* [WHAT YOU ARE ASKED TO DO] Could you reproduce, exactly and alone, the lines running from the one with "If you don't mind, I'd like you to find the finger" to the end of the data below?
============================================================
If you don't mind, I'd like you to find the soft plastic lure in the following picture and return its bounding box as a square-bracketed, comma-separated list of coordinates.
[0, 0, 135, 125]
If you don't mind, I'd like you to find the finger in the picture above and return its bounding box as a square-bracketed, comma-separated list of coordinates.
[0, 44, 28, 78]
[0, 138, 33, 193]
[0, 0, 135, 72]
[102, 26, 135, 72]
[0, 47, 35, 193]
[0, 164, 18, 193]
============================================================
* [RESPONSE BELOW]
If you don't mind, I'd like you to find the finger in the picture above and return its bounding box as a square-bracketed, comma-separated list of coordinates.
[0, 44, 28, 78]
[0, 138, 33, 193]
[0, 0, 135, 72]
[102, 26, 135, 72]
[0, 47, 35, 193]
[0, 164, 18, 193]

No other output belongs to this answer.